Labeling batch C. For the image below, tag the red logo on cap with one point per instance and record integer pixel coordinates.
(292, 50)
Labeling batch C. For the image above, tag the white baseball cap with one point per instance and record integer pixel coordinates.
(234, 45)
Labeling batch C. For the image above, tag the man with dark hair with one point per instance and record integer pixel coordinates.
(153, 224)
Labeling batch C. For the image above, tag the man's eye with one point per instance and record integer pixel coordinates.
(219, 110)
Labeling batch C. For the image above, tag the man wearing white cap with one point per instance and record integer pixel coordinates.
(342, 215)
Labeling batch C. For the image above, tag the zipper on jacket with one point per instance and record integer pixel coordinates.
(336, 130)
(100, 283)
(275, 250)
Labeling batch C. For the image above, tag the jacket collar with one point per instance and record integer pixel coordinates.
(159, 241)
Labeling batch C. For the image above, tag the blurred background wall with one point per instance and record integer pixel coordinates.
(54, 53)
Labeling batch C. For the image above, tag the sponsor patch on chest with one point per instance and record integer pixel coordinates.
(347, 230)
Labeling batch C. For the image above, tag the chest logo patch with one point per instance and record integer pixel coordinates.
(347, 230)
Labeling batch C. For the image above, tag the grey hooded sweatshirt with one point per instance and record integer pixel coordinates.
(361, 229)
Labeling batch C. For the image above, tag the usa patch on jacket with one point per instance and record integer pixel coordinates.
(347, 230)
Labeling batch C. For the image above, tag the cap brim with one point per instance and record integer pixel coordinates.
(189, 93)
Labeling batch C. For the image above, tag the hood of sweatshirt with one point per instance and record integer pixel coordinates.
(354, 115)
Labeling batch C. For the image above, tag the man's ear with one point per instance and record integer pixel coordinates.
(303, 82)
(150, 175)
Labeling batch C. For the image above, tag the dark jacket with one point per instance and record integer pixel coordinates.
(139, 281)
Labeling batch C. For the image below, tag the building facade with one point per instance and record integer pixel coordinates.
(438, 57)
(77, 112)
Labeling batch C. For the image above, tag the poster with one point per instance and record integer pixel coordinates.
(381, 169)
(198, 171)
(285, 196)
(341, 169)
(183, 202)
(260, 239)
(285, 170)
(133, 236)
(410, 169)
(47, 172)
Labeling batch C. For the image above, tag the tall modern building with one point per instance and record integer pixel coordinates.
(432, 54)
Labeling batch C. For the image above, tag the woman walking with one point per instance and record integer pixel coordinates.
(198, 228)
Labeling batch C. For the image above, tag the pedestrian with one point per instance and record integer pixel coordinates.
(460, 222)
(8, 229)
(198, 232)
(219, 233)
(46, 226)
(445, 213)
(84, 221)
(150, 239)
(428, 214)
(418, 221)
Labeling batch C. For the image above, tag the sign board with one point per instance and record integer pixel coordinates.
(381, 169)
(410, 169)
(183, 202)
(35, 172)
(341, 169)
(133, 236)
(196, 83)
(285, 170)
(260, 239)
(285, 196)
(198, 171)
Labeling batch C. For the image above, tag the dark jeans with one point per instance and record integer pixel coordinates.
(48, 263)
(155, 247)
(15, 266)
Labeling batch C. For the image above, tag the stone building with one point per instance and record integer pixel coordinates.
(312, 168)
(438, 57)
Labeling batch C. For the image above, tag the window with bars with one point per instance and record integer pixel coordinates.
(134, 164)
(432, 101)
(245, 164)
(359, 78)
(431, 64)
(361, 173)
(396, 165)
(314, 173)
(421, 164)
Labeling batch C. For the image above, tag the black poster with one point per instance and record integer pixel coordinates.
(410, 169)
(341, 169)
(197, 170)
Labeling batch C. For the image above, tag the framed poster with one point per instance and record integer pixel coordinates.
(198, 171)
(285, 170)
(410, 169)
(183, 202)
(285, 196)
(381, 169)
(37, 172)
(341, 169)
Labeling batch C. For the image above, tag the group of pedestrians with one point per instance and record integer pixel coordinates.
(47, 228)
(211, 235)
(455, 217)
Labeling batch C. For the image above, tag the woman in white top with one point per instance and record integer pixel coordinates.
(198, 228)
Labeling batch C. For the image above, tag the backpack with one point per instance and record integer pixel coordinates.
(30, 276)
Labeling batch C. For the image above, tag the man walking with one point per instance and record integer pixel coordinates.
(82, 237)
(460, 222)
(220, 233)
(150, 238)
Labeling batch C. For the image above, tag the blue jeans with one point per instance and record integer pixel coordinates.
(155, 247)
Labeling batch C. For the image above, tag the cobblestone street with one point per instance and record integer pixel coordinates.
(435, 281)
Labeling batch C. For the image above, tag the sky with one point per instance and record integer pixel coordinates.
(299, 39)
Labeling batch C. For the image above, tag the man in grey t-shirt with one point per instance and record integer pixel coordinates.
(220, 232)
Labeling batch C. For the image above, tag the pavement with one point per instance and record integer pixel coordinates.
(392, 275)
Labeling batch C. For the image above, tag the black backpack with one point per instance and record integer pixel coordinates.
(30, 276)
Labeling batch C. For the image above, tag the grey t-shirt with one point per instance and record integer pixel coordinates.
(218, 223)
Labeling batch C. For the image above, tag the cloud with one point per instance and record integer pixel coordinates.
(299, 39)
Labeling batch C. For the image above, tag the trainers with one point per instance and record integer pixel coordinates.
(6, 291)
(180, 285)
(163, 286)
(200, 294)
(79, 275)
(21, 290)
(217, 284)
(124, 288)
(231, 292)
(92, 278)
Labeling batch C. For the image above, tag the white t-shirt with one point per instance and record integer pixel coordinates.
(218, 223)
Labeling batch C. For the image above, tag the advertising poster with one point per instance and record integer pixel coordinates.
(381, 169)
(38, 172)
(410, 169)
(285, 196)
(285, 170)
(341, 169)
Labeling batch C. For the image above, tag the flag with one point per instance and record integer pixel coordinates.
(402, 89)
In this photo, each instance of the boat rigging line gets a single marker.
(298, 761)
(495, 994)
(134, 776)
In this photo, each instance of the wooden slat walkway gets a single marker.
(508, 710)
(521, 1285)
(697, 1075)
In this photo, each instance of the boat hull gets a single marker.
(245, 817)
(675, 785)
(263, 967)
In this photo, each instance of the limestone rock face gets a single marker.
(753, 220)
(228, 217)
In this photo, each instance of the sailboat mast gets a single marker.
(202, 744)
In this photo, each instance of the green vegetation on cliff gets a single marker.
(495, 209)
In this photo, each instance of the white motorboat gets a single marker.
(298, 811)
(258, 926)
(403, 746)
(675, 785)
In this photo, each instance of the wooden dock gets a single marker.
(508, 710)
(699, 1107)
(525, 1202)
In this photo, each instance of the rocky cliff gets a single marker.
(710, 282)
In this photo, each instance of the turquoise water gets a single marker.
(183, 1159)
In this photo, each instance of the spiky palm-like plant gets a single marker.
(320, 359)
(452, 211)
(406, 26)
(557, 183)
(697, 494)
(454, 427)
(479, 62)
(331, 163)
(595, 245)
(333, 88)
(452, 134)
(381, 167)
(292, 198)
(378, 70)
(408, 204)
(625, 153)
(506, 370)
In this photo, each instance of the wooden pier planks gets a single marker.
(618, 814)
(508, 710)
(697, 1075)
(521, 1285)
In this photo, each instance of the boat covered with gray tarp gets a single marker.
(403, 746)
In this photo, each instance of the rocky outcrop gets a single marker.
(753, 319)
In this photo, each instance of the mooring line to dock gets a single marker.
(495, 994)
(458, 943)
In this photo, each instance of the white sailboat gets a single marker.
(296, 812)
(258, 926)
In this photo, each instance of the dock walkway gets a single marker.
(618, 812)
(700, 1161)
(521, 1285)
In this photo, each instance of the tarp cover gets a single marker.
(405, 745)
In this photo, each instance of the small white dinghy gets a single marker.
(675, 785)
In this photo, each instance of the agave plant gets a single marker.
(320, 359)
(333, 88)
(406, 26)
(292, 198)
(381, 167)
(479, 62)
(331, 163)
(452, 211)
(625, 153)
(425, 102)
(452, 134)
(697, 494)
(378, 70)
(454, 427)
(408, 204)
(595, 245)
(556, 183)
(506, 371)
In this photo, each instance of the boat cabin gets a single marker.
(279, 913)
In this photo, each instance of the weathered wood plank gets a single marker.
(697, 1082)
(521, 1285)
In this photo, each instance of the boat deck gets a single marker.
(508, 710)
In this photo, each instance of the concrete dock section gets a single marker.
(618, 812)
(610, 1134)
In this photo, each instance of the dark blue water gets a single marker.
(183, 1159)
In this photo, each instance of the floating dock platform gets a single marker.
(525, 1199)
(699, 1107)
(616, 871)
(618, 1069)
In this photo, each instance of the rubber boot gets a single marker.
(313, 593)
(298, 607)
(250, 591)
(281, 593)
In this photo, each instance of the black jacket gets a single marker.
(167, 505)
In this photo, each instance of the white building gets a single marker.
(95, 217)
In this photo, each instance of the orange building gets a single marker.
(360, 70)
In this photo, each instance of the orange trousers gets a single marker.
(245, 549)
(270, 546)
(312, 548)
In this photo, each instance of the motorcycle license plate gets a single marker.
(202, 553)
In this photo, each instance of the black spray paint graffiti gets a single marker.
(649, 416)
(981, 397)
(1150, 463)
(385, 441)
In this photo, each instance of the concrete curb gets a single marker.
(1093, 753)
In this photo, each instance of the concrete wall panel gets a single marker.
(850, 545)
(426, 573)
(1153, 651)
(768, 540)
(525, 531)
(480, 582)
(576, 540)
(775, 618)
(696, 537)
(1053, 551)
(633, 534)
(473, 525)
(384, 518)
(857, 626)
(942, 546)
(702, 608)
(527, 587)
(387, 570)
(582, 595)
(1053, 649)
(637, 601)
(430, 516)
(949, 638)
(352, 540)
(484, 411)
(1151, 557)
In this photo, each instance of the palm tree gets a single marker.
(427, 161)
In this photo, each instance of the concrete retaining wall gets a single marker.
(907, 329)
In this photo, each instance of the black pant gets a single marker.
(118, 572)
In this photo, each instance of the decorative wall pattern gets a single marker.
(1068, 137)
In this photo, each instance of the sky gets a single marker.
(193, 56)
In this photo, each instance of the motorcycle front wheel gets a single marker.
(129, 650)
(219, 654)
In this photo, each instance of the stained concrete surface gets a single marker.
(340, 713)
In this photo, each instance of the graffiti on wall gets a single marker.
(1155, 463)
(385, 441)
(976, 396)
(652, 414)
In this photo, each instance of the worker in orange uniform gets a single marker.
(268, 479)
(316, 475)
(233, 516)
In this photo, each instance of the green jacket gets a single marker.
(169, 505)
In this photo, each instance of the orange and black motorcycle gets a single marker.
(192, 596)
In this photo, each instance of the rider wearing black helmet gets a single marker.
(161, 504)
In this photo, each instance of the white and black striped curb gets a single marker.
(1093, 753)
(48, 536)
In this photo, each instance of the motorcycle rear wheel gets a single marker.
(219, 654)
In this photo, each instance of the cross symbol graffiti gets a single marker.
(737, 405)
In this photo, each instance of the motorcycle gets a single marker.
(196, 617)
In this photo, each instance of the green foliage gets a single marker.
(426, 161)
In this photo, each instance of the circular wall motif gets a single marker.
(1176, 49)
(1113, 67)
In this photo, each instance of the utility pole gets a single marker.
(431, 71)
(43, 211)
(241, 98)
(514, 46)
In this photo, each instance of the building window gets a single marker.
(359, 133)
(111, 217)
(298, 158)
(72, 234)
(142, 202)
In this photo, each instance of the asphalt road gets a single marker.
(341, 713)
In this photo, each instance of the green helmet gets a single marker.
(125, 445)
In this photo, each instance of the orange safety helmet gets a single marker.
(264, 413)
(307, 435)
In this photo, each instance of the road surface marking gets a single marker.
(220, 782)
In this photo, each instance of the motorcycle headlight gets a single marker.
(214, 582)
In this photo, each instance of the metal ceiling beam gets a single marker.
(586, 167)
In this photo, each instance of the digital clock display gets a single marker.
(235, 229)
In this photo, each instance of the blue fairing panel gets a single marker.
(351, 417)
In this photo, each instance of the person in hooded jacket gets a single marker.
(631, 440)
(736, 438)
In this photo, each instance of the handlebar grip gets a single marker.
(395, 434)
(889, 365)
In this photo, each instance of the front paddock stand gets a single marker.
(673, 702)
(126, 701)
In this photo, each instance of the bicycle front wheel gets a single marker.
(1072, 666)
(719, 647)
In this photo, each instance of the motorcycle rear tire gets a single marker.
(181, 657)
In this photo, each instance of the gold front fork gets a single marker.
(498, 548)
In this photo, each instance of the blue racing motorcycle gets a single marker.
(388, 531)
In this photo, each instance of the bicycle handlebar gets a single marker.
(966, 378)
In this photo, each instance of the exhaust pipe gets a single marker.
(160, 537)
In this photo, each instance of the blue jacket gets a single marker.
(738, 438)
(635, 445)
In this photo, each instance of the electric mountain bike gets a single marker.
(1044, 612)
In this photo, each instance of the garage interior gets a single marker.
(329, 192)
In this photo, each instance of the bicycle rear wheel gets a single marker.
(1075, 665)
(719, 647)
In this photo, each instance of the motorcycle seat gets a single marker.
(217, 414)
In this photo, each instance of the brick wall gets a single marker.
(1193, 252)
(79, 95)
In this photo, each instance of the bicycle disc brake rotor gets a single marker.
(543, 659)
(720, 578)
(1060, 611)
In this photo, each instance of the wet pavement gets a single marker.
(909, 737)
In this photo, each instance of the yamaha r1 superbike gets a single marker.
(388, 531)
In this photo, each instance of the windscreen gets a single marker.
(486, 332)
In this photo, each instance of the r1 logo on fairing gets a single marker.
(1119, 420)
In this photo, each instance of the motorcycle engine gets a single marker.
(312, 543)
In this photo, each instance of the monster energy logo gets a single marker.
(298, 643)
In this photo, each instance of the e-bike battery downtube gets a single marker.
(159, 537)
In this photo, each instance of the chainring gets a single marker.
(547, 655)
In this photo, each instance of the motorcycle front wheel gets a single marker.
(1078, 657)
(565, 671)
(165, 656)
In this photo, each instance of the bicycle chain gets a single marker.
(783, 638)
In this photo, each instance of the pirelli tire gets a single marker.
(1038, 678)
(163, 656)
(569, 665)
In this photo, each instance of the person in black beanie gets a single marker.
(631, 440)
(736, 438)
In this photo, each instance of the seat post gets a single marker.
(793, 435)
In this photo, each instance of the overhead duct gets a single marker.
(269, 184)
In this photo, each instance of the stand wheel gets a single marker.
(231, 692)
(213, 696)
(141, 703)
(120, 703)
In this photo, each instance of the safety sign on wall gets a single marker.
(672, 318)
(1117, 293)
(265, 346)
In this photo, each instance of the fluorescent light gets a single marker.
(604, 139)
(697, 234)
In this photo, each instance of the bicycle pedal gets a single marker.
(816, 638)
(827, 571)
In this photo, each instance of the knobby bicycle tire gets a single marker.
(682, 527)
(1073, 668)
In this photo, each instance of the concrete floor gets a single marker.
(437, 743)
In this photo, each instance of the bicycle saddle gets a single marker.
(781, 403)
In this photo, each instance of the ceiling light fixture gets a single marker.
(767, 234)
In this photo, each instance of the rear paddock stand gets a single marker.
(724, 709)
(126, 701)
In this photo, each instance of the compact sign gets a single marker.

* * * * * * * * *

#### TASK GOAL
Find the line containing "In this photo, each instance of the person in black" in the material above. Print it and every line after it through the end, exactly and only those.

#### FULL OUTPUT
In this photo, each instance of the person in black beanie gets a single marker.
(631, 440)
(736, 438)
In this photo, each instance of the seat post gets a single marker.
(793, 435)
In this photo, each instance of the overhead duct gets a single marker.
(269, 184)
In this photo, each instance of the stand wheel gets a single marker.
(231, 692)
(213, 696)
(141, 703)
(120, 703)
In this photo, each instance of the safety sign on wall gets a single marker.
(672, 318)
(1117, 293)
(265, 346)
In this photo, each instance of the fluorescent light gets a single marker.
(604, 139)
(697, 234)
In this photo, each instance of the bicycle pedal gets a single marker.
(816, 638)
(827, 571)
In this photo, each instance of the knobby bicycle tire gets a single marker.
(682, 527)
(1073, 668)
In this photo, each instance of the concrete floor gets a single marker.
(437, 743)
In this photo, each instance of the bicycle saddle gets a single marker.
(781, 403)
In this photo, each instance of the ceiling light fixture gets a single marker.
(767, 234)
In this photo, each instance of the rear paddock stand gets a single marker.
(724, 709)
(126, 701)
In this photo, each instance of the compact sign gets a single marker.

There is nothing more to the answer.